**What you are asked to do**.
Copy the lines verbatim, beginning with the line that contains "Where can you see the white throat" and continuing through the end of the data, and only those lines.

|---|

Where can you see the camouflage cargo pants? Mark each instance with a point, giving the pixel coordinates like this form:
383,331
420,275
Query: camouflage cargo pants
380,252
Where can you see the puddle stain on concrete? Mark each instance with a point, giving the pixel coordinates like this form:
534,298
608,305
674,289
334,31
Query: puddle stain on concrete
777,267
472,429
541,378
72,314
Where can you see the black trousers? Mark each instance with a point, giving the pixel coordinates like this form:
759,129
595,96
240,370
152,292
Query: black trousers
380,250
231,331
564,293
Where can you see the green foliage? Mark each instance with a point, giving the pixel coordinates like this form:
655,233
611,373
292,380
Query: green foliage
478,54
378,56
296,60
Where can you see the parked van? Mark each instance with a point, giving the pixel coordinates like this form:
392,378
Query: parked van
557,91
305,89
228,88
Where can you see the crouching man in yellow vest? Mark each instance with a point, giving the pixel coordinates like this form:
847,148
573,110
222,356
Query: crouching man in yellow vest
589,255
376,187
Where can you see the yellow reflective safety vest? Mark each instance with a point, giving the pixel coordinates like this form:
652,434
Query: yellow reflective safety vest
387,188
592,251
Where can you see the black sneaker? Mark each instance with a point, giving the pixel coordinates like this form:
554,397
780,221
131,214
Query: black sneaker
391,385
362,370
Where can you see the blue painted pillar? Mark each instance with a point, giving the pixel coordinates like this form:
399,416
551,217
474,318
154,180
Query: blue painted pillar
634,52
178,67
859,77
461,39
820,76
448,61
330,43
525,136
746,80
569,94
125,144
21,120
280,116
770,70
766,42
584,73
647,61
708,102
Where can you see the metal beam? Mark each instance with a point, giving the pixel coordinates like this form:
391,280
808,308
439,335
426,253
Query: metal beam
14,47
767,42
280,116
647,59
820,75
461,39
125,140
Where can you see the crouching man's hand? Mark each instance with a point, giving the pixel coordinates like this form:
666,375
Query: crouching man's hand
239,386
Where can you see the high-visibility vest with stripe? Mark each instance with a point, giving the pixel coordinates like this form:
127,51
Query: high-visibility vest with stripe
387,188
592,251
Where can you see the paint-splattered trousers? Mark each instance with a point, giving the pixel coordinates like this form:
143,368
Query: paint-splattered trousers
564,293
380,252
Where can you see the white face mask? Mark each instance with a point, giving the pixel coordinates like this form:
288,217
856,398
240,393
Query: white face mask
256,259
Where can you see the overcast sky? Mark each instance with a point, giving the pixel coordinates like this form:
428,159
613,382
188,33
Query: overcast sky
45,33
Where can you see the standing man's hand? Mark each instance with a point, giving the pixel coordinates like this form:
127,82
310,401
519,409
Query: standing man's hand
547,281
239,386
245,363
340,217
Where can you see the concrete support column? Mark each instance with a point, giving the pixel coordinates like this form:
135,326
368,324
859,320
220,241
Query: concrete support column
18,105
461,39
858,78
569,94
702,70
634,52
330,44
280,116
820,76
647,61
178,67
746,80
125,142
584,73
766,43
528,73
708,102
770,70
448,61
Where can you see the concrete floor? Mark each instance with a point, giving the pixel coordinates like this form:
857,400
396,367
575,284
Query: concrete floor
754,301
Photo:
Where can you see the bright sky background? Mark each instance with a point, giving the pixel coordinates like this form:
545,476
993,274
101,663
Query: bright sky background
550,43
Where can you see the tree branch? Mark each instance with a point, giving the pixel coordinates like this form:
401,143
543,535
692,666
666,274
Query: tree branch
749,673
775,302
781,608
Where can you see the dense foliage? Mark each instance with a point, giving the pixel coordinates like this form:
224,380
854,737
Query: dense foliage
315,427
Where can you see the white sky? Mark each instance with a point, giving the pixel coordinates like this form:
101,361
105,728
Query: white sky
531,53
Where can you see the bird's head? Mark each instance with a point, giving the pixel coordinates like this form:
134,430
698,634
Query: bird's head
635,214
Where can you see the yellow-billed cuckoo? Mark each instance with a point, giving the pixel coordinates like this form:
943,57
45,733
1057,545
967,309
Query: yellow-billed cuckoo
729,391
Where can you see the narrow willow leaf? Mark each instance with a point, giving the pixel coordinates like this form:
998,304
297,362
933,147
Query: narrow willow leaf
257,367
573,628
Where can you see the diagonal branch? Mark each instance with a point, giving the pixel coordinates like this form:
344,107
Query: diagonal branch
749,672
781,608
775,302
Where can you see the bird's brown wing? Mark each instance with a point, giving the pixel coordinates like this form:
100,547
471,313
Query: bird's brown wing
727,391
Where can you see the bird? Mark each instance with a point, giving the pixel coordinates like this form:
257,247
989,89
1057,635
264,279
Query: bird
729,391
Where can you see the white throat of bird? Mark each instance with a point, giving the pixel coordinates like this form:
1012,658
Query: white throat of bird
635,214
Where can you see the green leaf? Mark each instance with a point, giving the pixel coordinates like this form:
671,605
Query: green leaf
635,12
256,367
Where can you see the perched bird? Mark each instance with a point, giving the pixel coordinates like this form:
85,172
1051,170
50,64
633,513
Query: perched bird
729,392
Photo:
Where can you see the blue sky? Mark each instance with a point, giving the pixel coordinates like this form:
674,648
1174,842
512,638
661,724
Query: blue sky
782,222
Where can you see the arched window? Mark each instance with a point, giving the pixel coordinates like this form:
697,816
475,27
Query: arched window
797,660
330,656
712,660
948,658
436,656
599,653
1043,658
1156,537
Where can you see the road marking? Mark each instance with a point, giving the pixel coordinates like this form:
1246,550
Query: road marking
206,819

|---|

**Task response**.
Where can you see the white throat of bird? Mark each instance with a point, giving the pixel coordinates like this form:
1012,658
Query: white throat of bird
635,214
Where can you see the green leaf? Mark each instance with a point, giving the pixel coordinates like this form:
671,605
Query: green leaf
635,12
256,367
Where can you see the perched bird? Mark each instance with a point, giving the pixel coordinates like this form:
85,172
1051,170
50,64
633,513
Query: perched bird
729,392
Photo:
Where can you see the blue sky? Mark each instance with a point, giving the pixel coordinates like this form:
674,648
1174,842
512,638
661,724
Query: blue sky
782,222
Where can you see the arched window? Mark each instance with a point, giving the pixel coordinates like this form:
697,816
475,27
Query: arched window
797,660
330,656
712,660
948,658
436,656
599,653
1043,658
1156,537
Where can you see the road marking? Mark each instance with a point, giving the pixel coordinates like this form:
1246,550
Query: road marking
206,819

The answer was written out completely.